** Aim **
What follows is a set of records, each of which is to be written out exactly.

** Material shown **
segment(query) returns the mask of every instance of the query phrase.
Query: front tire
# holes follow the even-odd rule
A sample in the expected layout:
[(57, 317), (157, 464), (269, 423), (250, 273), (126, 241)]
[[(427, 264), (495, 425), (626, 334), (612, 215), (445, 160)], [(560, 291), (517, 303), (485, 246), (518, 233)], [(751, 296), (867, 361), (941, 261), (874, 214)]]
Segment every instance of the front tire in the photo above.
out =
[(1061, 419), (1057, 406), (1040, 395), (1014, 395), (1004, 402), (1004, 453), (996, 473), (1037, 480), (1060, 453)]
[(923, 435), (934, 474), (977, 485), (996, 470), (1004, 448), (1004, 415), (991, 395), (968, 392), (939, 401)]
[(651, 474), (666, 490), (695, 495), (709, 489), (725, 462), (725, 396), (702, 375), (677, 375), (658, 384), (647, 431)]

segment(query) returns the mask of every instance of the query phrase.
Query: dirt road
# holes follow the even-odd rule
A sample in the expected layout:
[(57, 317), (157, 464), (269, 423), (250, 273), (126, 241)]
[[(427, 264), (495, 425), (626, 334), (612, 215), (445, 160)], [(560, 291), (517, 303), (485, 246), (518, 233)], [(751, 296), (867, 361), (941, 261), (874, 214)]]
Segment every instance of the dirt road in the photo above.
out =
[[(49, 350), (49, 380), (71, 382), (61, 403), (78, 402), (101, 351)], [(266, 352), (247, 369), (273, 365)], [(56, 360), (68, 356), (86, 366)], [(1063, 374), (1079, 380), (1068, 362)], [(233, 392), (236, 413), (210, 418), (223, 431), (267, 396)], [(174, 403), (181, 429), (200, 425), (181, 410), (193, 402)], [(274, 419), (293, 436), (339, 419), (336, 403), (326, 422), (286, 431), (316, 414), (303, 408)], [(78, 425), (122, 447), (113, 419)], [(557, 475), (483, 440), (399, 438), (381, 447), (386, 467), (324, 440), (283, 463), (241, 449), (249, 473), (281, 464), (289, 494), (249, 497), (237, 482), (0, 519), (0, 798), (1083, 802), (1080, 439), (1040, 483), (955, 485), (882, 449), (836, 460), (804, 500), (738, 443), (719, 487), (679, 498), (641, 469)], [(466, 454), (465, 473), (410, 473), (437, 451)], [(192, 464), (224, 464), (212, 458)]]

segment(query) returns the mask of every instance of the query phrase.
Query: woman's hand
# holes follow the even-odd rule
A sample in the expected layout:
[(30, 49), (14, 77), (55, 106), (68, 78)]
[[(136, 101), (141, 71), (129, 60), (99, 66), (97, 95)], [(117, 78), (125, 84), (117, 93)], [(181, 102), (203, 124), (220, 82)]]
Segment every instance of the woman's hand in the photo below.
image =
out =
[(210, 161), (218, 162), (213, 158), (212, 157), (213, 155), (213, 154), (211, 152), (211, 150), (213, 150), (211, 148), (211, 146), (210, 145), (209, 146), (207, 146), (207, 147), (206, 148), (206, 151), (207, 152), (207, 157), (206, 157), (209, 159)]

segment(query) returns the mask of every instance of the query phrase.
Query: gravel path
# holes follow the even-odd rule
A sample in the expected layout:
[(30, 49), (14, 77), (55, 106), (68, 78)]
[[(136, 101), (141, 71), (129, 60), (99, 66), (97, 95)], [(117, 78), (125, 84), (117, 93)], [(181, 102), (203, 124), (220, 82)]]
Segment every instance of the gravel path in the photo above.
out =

** Solution for this task **
segment(query) returns the mask of every instance of the query phrase.
Query: front tire
# holes follow the even-odd rule
A sample in the expected layout:
[(57, 317), (157, 464), (269, 423), (250, 273), (126, 241)]
[[(427, 264), (495, 425), (626, 334), (612, 215), (445, 160)], [(560, 291), (517, 303), (485, 246), (518, 233)], [(751, 296), (867, 361), (941, 261), (874, 214)]]
Segment every instance of the front tire in the photo above.
out =
[(1061, 419), (1057, 406), (1040, 395), (1014, 395), (1004, 402), (1004, 453), (996, 473), (1037, 480), (1060, 453)]
[(923, 435), (934, 474), (977, 485), (996, 470), (1004, 448), (1004, 415), (991, 395), (968, 392), (939, 401)]
[(651, 474), (666, 490), (695, 495), (709, 489), (725, 462), (725, 396), (702, 375), (677, 375), (658, 384), (647, 431)]

segment(query) returns the mask of every instance of the query phrase.
Query: dirt road
# holes follow the even-odd rule
A sample in the expected layout:
[(57, 317), (157, 464), (269, 423), (250, 273), (126, 241)]
[[(427, 264), (495, 425), (626, 334), (612, 215), (445, 160)], [(560, 291), (517, 303), (485, 246), (518, 233)], [(751, 296), (867, 361), (941, 261), (874, 214)]]
Segment every instance of the dirt road in the photo above.
out =
[[(49, 350), (49, 380), (71, 382), (61, 403), (78, 402), (101, 351)], [(266, 352), (247, 369), (273, 365)], [(56, 360), (68, 356), (86, 366)], [(1063, 374), (1079, 380), (1068, 362)], [(233, 392), (236, 413), (210, 418), (223, 431), (267, 396)], [(174, 403), (181, 429), (200, 425), (181, 410), (193, 402)], [(274, 419), (293, 436), (339, 419), (336, 403), (326, 422), (286, 431), (316, 414), (303, 408)], [(78, 425), (122, 447), (113, 419)], [(557, 475), (483, 440), (399, 438), (381, 447), (386, 467), (324, 440), (283, 463), (241, 449), (249, 473), (281, 464), (289, 494), (249, 497), (237, 482), (0, 519), (0, 798), (1083, 802), (1080, 439), (1040, 483), (955, 485), (882, 449), (836, 460), (804, 500), (738, 443), (719, 487), (679, 498), (641, 469)], [(466, 454), (465, 473), (410, 473), (437, 451)], [(192, 464), (224, 464), (212, 458)]]

segment(query) returns the mask of every instance of the query phrase.
Query: woman's hand
# holes follow the even-odd rule
A sample in the expected layout:
[(30, 49), (14, 77), (55, 106), (68, 78)]
[[(136, 101), (141, 71), (129, 60), (99, 66), (97, 95)], [(117, 78), (125, 84), (117, 93)], [(181, 102), (203, 124), (220, 82)]]
Segment every instance of the woman's hand in the photo below.
image =
out =
[(210, 161), (218, 162), (213, 158), (212, 157), (213, 155), (213, 154), (211, 152), (211, 150), (213, 150), (211, 148), (211, 146), (210, 145), (209, 146), (207, 146), (207, 147), (206, 148), (206, 151), (207, 152), (207, 157), (206, 157), (209, 159)]

segment(query) returns the mask of every instance of the query phrase.
Query: gravel path
# holes follow the even-odd rule
A sample in the expected layout:
[(30, 49), (14, 77), (55, 106), (68, 78)]
[[(136, 101), (141, 71), (129, 60), (99, 66), (97, 95)], [(117, 78), (125, 84), (117, 93)], [(181, 102), (203, 124), (220, 82)]]
Segment every instance of the gravel path in the photo above.
out =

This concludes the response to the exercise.